RETOS:
a - Devuelve, por favor, el tramo del texto sobre el pan de la vida que va desde «Por eso, precisamente, no» hasta «Jesús el Cristo.», copiado tal cual.
b - Prosigue el texto sobre el pan de la vida a partir de su última oración.

FRAGMENTO DEL DOCUMENTO:

_ _ _

Jesús es «pan  bajado del cielo ». No ha de ser confundido con cualquier fuente de vida. En Jesucristo podemos alimentarnos de una fuerza, una luz, una esperanza, un aliento vital... que vienen del misterio mismo de Dios, el Creador de la vida. Jesús es «el pan de la vida ».
Por eso, precisamente, no es posible encontrarse con él de cualquier manera. Hemos de ir a lo más hondo de nosotros mismos, abrirnos a Dios y «escuchar lo que nos dice el Padre ». Nadie puede sentir verdadera atracción por Jesús, «si no lo atrae el Padre que lo ha enviado».
Lo más atractivo de Jesús es su capacidad de dar vida. El que cree en Jesucristo y sabe entrar en contacto con él, conoce una vida diferente, de calidad nueva, una vida que, de alguna manera, pertenece ya al mundo de Dios. Juan se atreve a decir que «el que coma de este pan, vivirá para siempre».
Si, en nuestras comunidades cristianas, no nos alimentamos del contacto con Jesús, seguiremos ignorando lo más esencial y decisivo del cristianismo. Por eso, nada hay pastoralmente más urgente que cuidar bien nuestra relación con Jesús el Cristo.
Si, en la Iglesia, no nos sentimos atraídos por ese Dios encarnado en un hombre tan humano, cercano y cordial, nadie nos sacará del estado de mediocridad en que vivimos sumidos de ordinario. Nadie nos estimulará para ir más lejos que lo establecido por nuestras instituciones. Nadie nos alentará para ir más adelante que lo que nos marca nuestras tradiciones.

_ _ _

ENTRADAS:

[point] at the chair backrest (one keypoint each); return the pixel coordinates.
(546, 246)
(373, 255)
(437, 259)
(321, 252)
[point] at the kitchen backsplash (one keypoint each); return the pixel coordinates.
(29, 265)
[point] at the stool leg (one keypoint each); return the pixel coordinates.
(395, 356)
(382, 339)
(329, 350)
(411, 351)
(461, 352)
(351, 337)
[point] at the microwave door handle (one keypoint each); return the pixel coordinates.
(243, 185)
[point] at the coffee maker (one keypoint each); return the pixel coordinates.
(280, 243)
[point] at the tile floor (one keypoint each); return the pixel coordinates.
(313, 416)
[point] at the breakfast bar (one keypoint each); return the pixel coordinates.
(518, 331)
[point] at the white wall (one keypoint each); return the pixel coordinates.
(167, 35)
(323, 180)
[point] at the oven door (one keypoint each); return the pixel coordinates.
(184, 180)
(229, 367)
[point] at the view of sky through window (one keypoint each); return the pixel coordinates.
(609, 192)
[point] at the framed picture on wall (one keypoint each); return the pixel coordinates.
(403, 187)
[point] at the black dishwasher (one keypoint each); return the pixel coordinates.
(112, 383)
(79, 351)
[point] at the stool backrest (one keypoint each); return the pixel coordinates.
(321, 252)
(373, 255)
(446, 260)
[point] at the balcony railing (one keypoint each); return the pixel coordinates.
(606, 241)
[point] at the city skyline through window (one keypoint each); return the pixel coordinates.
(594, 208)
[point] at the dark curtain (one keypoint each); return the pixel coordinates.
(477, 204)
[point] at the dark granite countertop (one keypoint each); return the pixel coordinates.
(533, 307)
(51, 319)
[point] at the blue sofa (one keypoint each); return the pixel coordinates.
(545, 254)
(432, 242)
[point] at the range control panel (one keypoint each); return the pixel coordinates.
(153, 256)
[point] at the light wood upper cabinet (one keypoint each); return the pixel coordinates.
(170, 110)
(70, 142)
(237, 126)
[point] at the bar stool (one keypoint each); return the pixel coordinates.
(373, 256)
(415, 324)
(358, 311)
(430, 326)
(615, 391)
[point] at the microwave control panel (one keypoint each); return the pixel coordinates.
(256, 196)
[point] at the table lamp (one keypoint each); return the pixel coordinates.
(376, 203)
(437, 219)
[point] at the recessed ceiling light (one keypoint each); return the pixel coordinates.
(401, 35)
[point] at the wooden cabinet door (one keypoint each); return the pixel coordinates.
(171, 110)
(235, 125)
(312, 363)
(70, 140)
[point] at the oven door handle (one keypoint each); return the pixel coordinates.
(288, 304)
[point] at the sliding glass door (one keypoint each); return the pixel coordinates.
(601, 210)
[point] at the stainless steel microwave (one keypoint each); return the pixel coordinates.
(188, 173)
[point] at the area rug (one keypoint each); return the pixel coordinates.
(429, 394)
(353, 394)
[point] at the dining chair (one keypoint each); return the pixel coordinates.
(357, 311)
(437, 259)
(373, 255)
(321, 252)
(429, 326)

_ _ _

RESULTADOS DEL EJERCICIO:
a -
Por eso, precisamente, no es posible encontrarse con él de cualquier manera. Hemos de ir a lo más hondo de nosotros mismos, abrirnos a Dios y «escuchar lo que nos dice el Padre ». Nadie puede sentir verdadera atracción por Jesús, «si no lo atrae el Padre que lo ha enviado».
Lo más atractivo de Jesús es su capacidad de dar vida. El que cree en Jesucristo y sabe entrar en contacto con él, conoce una vida diferente, de calidad nueva, una vida que, de alguna manera, pertenece ya al mundo de Dios. Juan se atreve a decir que «el que coma de este pan, vivirá para siempre».
Si, en nuestras comunidades cristianas, no nos alimentamos del contacto con Jesús, seguiremos ignorando lo más esencial y decisivo del cristianismo. Por eso, nada hay pastoralmente más urgente que cuidar bien nuestra relación con Jesús el Cristo.

b -
Si Jesús no nos alimenta con su Espíritu de creatividad, seguiremos atrapados en el pasado,  viviendo nuestra religión desde formas, concepciones y sensibilidades nacidas y desarrolladas en otras épocas y para otros tiempos que no son los nuestros. Pero, entonces, Jesús no podrá contar con nuestra cooperación para engendrar y alimentar la fe en el corazón de los hombres y mujeres de hoy.

José Antonio Pagola

HOMILIA

2005-2006 – POR LOS CAMINOS DE JESÚS
13 de agosto de 2006

DEJARSE GUIAR POR DIOS

Nadie puede venir a mí si no lo atrae mi Padre.

Jesús se encuentra discutiendo con un grupo de judíos. En un determinado momento, hace una afirmación de gran importancia: «Nadie puede venir a mí si no lo atrae el Padre». Y más adelante continúa: «el que escucha lo que dice el Padre y aprende, viene a mí».
La incredulidad empieza a brotar en nosotros desde el mismo momento en que empezamos a organizar nuestra vida de espaldas a Dios. Así de sencillo. Dios va quedando ahí como algo poco importante que se arrincona en algún lugar olvidado de nuestra vida. Es fácil entonces vivir «pasando de Dios».
Incluso los que nos decimos creyentes estamos perdiendo capacidad para escuchar a Dios. No es que Dios no hable en el fondo de las conciencias. Es que, llenos de ruido y autosuficiencia, no sabemos ya percibir su presencia callada en nosotros.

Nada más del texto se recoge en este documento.